Problem to work on: Given the material below, return only the lines starting at the line with "270, row 321." and ending at the line with "169, row 176.", exactly as they appear.

Material for the task:

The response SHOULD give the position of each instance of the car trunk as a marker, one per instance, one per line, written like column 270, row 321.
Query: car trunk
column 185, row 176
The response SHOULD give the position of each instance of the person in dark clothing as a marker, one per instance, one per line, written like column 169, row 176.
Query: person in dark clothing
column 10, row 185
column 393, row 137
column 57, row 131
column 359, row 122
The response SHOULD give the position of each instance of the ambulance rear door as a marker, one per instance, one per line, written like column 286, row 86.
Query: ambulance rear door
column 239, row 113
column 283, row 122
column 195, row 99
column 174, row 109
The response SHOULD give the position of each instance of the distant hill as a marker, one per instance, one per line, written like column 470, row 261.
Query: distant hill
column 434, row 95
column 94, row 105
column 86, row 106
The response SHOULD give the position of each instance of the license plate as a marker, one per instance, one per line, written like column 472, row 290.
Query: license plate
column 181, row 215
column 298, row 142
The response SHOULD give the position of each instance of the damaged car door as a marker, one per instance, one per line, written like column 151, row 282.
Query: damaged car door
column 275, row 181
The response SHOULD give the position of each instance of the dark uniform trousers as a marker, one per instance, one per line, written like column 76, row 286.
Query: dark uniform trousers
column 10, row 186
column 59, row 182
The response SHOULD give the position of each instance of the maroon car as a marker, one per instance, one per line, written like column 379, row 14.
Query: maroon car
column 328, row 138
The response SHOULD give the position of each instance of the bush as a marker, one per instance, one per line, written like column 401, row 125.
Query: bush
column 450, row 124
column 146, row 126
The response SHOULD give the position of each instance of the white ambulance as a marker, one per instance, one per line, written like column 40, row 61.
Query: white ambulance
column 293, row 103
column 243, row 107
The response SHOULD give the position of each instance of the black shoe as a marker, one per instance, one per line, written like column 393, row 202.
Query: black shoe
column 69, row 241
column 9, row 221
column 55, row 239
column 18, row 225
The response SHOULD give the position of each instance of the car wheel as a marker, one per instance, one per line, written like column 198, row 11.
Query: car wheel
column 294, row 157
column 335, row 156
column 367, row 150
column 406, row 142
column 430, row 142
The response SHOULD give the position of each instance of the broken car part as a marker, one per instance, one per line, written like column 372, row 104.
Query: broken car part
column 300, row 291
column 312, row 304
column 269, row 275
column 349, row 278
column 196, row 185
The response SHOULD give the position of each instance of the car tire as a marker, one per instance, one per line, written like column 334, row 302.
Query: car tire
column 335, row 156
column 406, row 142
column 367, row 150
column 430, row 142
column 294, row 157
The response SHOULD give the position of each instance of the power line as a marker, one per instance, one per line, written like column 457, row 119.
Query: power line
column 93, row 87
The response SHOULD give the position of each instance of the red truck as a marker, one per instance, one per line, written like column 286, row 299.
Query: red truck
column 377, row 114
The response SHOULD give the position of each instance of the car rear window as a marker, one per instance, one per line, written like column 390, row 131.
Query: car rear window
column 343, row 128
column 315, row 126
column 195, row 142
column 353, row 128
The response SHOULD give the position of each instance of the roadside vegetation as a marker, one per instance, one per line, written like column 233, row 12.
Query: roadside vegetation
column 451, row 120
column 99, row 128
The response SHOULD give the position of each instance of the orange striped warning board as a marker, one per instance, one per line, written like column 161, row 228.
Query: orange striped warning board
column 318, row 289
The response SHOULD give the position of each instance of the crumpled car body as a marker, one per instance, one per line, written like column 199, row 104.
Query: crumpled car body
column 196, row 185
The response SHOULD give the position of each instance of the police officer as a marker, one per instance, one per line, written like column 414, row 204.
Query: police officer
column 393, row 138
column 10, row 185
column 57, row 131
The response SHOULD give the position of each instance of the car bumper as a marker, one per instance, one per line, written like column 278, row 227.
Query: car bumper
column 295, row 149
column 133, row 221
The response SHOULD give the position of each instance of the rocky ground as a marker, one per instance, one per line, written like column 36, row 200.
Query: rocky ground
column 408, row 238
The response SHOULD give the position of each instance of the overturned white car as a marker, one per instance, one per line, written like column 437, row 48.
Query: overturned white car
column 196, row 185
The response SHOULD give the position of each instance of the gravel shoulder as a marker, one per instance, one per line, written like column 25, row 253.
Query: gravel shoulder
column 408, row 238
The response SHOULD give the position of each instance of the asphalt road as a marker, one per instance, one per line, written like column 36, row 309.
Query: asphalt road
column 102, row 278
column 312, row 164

* * *

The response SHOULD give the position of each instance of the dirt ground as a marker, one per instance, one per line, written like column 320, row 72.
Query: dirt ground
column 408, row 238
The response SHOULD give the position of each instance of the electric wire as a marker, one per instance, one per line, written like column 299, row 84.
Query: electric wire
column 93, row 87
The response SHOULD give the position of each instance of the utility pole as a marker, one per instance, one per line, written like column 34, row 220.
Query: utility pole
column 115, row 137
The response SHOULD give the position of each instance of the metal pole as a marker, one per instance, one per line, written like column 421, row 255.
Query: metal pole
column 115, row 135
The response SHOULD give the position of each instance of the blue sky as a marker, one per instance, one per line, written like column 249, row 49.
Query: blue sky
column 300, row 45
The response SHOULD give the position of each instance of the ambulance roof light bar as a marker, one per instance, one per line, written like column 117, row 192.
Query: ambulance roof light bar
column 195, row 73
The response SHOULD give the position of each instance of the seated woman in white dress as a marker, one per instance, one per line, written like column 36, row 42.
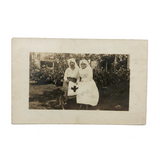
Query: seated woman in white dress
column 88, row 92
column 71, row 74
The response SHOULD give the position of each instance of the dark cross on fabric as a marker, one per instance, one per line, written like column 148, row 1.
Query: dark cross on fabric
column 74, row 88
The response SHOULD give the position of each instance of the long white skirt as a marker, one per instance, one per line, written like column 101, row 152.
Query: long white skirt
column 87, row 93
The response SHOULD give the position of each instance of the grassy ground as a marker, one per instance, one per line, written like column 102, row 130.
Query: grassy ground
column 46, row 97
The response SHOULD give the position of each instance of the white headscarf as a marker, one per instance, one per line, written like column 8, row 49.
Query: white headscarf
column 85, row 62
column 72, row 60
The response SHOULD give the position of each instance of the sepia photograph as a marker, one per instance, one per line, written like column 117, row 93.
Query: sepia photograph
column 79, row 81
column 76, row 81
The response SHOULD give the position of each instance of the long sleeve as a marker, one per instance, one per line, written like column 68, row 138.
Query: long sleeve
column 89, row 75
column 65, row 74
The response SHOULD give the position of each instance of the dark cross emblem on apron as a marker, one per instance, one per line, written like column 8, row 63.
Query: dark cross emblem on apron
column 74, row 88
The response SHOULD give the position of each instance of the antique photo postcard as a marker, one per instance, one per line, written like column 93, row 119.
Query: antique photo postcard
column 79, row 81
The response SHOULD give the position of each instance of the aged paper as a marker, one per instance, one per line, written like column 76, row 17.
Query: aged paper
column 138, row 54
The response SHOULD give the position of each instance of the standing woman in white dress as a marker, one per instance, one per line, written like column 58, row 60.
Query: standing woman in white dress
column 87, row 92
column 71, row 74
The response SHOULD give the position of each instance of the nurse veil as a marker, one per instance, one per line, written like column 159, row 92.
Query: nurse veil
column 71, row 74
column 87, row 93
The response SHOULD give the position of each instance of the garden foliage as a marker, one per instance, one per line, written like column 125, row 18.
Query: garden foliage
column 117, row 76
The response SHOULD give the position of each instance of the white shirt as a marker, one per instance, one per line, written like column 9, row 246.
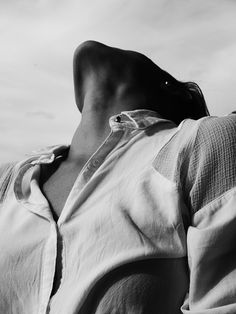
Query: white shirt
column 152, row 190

Reply to the task:
The response SHOULD give the position of each instance of the car trunk as a marker, one per instance, one per line, written like column 270, row 321.
Query: car trunk
column 185, row 176
The response SHOULD give the position of each instance of the person in dark clothing as a marker, one per instance, one per line, written like column 169, row 176.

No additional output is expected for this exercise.